* [WHAT TO DO]:
If a line contains "[ ] one point per instance of the dental chair", it is the last one to write out; begin with the first line of the records and copy each exactly.

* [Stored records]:
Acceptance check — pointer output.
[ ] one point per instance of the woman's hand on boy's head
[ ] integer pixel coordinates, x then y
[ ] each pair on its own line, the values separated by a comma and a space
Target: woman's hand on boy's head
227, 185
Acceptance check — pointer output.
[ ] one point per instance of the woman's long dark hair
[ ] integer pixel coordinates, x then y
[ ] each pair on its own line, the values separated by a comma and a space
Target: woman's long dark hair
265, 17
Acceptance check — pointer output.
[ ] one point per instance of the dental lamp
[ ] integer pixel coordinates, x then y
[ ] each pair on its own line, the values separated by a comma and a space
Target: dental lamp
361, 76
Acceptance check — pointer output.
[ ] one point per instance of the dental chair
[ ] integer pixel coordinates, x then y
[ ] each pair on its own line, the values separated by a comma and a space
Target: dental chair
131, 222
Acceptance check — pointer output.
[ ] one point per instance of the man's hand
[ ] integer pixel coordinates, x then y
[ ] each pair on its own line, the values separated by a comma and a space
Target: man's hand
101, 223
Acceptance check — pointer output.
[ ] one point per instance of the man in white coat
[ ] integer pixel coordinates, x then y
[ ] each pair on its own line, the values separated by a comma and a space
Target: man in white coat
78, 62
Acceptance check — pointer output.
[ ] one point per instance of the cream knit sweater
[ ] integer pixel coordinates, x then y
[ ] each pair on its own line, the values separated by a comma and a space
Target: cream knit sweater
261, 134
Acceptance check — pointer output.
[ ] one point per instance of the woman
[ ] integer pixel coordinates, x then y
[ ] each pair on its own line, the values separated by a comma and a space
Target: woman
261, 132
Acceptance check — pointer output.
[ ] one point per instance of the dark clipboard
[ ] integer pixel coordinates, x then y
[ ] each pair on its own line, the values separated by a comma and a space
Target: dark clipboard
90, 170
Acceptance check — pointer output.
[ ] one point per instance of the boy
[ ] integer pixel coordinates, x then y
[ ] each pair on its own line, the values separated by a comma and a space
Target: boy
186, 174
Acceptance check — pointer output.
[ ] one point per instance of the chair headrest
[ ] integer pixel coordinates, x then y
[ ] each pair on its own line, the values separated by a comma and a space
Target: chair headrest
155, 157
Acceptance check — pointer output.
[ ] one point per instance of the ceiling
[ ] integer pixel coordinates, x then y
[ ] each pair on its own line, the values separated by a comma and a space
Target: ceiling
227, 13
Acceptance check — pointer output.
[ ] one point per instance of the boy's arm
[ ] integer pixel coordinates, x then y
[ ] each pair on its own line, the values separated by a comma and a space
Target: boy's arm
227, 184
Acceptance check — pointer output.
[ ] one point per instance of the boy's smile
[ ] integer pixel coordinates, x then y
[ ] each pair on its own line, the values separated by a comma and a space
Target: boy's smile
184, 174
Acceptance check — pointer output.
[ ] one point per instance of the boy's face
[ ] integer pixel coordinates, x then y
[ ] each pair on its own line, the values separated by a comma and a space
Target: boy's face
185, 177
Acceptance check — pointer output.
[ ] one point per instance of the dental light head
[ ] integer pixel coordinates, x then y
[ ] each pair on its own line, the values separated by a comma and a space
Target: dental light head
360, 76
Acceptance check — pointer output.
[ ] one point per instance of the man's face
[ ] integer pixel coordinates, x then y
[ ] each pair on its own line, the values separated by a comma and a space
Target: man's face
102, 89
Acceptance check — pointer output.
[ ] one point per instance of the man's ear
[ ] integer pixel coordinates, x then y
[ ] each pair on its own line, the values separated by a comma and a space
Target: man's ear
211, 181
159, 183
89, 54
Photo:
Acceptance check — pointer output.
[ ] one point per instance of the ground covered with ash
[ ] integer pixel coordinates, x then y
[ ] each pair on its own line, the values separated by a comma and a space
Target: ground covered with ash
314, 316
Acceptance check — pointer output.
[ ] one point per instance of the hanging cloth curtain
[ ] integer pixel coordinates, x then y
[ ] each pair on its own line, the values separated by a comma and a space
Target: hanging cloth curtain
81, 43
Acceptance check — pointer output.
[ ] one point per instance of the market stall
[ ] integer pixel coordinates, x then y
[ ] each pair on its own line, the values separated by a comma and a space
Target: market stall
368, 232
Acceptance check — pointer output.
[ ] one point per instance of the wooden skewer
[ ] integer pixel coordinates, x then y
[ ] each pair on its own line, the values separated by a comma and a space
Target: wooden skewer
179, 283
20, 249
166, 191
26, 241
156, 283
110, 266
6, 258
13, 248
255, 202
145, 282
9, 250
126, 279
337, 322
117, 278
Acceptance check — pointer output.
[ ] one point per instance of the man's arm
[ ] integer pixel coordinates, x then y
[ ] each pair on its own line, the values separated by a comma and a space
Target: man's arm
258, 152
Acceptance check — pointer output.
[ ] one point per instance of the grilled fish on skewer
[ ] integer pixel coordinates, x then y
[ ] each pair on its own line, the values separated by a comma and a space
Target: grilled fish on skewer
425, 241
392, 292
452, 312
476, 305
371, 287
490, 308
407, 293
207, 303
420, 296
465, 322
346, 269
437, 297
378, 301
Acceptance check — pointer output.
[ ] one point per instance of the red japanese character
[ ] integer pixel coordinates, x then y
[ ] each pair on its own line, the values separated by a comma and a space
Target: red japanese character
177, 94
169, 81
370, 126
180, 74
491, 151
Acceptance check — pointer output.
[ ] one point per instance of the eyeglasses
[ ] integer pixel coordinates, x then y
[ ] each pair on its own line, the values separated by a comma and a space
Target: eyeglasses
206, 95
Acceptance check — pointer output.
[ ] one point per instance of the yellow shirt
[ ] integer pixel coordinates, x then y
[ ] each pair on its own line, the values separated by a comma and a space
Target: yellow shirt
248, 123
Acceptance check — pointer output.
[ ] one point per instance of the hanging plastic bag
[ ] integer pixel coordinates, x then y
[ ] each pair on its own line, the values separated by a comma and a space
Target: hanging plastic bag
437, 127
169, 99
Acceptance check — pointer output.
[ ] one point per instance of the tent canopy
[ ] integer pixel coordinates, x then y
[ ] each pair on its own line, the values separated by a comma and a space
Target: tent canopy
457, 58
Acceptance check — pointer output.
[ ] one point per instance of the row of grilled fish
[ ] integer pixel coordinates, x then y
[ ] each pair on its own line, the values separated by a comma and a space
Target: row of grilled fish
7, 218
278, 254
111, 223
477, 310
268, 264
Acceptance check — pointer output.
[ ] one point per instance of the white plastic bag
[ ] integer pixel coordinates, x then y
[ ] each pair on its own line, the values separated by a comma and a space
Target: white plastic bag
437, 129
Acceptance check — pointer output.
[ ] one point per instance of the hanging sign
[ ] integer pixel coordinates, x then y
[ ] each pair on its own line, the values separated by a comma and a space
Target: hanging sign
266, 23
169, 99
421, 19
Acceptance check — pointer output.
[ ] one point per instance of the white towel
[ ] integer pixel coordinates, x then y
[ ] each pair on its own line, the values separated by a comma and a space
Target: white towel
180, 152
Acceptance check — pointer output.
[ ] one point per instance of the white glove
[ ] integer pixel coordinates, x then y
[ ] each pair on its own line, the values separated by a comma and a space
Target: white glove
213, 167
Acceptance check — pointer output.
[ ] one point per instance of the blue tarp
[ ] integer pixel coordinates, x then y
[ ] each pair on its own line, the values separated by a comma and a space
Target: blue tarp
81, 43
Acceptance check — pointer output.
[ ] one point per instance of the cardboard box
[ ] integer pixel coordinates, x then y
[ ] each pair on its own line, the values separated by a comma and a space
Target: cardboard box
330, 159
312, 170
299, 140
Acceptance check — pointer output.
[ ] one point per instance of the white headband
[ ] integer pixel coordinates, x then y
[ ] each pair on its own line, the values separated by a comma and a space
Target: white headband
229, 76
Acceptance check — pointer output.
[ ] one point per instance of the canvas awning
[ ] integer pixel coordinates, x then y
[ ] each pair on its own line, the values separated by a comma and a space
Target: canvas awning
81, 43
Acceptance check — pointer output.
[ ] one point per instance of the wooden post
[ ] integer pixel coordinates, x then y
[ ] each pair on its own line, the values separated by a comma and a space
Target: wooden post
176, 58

* [WRITTEN SOLUTION]:
Acceptance check — pointer output.
[ ] one point per instance of the woman's hand on boy's head
[ ] integer pixel coordinates, x then y
[ ] each pair on its own line, the values separated by a comma and a space
Target: woman's hand on boy's head
227, 185
Acceptance check — pointer output.
[ ] one point per instance of the woman's long dark hair
[ ] integer pixel coordinates, x then y
[ ] each pair on its own line, the values separated by a comma and a space
Target: woman's long dark hair
265, 17
Acceptance check — pointer output.
[ ] one point per instance of the dental lamp
[ ] integer pixel coordinates, x then y
[ ] each pair on its own line, the values separated by a comma and a space
Target: dental lamp
361, 76
Acceptance check — pointer output.
[ ] one point per instance of the dental chair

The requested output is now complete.